- Stated problem -
Revise the part of the records that opens with the line containing "detect_objects — Locates the specified tiled" and closes with the line containing "left=728, top=390, right=893, bottom=452", replacing "entrance platform" with "entrance ramp" and leaving everything else unchanged. Give only those lines.
________________________________________
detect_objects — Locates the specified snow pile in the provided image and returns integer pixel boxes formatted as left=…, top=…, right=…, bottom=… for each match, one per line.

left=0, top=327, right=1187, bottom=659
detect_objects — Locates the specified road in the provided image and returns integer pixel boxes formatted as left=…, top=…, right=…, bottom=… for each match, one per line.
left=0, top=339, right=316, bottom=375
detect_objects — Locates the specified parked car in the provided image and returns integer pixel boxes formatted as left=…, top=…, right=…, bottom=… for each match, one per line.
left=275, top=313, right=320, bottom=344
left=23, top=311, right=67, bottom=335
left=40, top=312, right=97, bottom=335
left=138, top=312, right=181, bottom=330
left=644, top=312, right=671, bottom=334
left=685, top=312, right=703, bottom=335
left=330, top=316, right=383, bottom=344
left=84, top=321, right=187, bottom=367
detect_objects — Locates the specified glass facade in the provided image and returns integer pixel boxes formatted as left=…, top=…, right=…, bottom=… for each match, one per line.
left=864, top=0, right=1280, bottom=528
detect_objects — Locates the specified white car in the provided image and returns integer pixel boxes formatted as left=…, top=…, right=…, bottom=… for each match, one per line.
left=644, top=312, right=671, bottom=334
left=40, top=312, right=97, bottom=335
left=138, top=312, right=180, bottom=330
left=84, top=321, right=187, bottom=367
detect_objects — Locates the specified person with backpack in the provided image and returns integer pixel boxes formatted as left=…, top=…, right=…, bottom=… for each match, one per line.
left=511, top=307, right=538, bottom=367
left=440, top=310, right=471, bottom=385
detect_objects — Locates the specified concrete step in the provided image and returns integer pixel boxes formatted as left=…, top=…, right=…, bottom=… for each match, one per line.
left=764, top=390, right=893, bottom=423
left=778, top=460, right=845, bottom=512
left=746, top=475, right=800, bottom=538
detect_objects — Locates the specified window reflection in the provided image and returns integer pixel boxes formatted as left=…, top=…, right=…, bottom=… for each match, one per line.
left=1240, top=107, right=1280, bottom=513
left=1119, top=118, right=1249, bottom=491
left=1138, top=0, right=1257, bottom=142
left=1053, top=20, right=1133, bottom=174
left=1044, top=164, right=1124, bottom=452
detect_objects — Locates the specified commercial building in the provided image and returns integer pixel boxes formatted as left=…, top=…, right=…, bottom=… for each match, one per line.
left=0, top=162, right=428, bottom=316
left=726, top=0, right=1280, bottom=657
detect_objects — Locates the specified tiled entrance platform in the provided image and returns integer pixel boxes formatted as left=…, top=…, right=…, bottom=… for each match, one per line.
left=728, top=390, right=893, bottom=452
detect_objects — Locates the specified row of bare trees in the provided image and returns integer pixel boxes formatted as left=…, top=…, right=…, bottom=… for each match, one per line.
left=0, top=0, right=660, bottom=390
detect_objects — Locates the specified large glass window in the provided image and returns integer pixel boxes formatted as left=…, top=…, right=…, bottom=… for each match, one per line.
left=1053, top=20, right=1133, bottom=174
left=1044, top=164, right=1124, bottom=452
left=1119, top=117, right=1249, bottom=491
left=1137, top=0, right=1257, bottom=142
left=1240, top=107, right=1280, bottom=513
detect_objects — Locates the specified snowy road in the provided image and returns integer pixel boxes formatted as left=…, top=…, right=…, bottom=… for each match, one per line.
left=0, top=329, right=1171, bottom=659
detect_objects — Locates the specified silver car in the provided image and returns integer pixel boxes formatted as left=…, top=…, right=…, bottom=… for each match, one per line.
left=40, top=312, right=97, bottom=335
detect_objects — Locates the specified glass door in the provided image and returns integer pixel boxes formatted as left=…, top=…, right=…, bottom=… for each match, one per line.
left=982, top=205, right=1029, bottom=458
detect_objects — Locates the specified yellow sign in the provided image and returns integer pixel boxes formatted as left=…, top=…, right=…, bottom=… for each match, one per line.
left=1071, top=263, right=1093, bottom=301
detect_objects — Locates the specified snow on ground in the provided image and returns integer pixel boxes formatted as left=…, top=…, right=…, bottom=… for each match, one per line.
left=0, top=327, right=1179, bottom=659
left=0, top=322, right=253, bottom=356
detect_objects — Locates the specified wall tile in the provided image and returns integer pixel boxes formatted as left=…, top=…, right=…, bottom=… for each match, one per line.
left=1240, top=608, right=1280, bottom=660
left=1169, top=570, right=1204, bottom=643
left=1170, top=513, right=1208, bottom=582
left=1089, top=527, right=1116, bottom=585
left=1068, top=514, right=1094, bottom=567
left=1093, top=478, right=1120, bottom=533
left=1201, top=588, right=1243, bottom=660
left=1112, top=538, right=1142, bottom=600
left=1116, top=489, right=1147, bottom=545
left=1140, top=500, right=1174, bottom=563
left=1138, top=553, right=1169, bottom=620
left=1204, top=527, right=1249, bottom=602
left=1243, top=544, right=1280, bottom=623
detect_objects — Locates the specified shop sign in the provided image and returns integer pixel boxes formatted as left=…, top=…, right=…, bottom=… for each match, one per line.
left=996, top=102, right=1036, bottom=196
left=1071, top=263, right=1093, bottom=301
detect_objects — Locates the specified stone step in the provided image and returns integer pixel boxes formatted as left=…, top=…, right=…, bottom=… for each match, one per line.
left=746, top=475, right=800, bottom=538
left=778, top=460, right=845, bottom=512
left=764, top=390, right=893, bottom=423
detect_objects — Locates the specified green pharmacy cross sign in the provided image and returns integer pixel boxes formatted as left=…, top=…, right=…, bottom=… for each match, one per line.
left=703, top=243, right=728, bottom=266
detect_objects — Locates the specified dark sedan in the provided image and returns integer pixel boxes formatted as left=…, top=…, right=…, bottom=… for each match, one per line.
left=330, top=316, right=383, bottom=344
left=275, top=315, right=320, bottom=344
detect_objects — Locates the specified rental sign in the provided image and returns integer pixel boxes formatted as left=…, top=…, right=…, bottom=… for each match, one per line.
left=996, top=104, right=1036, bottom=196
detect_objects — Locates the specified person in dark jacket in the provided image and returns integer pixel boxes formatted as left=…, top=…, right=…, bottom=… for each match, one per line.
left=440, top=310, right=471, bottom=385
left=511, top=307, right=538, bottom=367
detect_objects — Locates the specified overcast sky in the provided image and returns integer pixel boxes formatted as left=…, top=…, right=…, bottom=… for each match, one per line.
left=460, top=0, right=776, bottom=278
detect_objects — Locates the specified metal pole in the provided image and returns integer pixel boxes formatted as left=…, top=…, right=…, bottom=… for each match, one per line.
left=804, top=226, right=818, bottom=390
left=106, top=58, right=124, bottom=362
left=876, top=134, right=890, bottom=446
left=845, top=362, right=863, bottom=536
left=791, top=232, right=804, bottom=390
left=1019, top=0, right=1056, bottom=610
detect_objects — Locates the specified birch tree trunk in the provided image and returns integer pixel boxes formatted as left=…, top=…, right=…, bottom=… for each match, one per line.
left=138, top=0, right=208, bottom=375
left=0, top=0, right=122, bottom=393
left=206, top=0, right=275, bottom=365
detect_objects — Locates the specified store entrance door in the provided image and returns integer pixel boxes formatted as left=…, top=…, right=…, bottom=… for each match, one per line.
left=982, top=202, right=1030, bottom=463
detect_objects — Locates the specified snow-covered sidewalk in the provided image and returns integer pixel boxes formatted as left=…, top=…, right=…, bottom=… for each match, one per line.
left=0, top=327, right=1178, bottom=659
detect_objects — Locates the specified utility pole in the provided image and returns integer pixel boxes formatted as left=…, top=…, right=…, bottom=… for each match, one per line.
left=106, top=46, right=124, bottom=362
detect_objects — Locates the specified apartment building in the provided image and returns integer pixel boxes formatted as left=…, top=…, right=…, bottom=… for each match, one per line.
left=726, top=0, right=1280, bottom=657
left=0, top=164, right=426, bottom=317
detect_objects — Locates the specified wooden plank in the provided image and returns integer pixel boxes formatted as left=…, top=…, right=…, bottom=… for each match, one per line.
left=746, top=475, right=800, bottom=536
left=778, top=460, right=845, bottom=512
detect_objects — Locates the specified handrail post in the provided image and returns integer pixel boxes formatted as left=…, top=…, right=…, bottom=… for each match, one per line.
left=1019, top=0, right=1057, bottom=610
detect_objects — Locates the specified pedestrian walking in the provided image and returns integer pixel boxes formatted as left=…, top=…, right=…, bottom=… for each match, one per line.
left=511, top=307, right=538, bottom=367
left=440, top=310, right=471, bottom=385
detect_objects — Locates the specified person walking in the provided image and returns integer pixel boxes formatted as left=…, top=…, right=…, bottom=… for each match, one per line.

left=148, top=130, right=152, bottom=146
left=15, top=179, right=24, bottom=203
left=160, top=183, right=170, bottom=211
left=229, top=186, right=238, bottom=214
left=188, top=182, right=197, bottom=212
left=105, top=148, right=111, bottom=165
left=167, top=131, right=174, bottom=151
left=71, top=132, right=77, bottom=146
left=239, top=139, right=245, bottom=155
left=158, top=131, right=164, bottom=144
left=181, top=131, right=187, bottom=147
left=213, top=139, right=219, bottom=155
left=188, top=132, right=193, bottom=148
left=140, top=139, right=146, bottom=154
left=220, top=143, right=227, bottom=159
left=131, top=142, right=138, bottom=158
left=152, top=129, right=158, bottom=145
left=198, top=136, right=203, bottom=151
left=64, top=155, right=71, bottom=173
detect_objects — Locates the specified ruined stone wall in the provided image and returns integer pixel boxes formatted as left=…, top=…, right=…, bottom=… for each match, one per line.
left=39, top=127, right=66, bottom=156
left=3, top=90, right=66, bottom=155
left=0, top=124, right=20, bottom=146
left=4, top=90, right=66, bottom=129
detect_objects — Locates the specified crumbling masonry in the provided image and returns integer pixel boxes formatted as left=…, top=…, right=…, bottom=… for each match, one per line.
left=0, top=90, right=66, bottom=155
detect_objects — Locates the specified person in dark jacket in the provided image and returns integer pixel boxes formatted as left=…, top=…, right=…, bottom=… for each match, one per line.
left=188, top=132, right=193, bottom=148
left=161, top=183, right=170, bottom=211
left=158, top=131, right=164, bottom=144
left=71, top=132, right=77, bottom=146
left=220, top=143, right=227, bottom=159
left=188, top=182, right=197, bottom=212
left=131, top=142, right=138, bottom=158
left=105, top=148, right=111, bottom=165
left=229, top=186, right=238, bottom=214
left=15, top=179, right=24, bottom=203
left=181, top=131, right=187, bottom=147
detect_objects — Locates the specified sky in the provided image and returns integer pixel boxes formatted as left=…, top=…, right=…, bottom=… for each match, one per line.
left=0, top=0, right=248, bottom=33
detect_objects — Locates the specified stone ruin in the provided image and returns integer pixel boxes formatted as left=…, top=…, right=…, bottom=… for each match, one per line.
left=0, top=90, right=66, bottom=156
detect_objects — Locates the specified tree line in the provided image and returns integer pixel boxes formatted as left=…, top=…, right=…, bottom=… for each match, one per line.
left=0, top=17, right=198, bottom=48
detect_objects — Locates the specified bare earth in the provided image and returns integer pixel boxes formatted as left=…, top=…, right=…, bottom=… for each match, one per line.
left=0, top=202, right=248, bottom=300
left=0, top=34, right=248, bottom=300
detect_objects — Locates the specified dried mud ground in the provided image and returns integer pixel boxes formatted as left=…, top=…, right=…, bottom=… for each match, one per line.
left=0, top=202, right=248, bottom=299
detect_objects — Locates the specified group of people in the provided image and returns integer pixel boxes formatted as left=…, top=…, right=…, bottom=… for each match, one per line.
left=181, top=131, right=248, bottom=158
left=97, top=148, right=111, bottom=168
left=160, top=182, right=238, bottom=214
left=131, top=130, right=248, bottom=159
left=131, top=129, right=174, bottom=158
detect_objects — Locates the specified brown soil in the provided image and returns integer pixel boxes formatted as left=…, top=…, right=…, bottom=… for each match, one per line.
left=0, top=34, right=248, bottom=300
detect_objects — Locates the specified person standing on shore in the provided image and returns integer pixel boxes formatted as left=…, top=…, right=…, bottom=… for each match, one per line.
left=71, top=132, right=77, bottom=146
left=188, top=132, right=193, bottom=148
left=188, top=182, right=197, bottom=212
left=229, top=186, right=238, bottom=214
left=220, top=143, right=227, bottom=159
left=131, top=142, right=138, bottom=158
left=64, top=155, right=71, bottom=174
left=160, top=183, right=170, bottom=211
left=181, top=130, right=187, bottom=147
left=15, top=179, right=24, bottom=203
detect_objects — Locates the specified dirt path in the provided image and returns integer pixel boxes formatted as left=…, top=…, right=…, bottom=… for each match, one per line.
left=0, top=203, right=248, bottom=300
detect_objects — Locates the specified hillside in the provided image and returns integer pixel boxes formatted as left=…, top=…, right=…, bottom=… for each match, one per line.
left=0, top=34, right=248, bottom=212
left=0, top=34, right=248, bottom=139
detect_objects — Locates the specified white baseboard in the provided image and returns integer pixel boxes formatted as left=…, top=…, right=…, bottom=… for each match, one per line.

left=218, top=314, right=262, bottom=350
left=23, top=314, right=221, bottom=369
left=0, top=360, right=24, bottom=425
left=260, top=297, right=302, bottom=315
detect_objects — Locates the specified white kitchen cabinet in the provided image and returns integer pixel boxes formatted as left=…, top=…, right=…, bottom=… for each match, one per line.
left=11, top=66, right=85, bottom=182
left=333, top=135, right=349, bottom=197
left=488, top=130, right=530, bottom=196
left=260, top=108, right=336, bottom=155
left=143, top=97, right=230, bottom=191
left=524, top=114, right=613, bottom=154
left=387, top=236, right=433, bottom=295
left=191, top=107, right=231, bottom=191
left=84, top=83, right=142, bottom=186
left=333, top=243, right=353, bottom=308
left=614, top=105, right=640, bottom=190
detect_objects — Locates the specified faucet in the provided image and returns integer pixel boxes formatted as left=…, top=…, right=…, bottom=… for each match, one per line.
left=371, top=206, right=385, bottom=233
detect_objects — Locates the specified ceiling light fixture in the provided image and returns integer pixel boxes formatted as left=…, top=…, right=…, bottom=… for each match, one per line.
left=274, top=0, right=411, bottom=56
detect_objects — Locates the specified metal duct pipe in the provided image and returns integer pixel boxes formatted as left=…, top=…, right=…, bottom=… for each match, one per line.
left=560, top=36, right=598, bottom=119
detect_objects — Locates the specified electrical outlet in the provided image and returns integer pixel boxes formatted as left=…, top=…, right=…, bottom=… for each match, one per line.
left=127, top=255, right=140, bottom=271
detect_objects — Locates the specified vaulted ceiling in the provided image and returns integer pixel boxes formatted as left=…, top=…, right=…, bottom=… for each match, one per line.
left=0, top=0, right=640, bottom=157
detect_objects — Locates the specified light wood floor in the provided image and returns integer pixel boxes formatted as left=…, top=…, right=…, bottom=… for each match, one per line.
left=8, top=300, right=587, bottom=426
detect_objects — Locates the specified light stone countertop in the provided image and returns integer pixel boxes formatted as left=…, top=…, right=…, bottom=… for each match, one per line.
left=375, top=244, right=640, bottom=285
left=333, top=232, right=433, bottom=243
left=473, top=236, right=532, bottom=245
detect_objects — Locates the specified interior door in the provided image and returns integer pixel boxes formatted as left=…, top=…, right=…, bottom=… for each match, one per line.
________________________________________
- Exercise result -
detect_objects — Locates the specified tiled entrance ramp in the provided image and returns integer pixel boxes formatted as left=…, top=…, right=…, bottom=… for each match, one per line.
left=728, top=390, right=893, bottom=452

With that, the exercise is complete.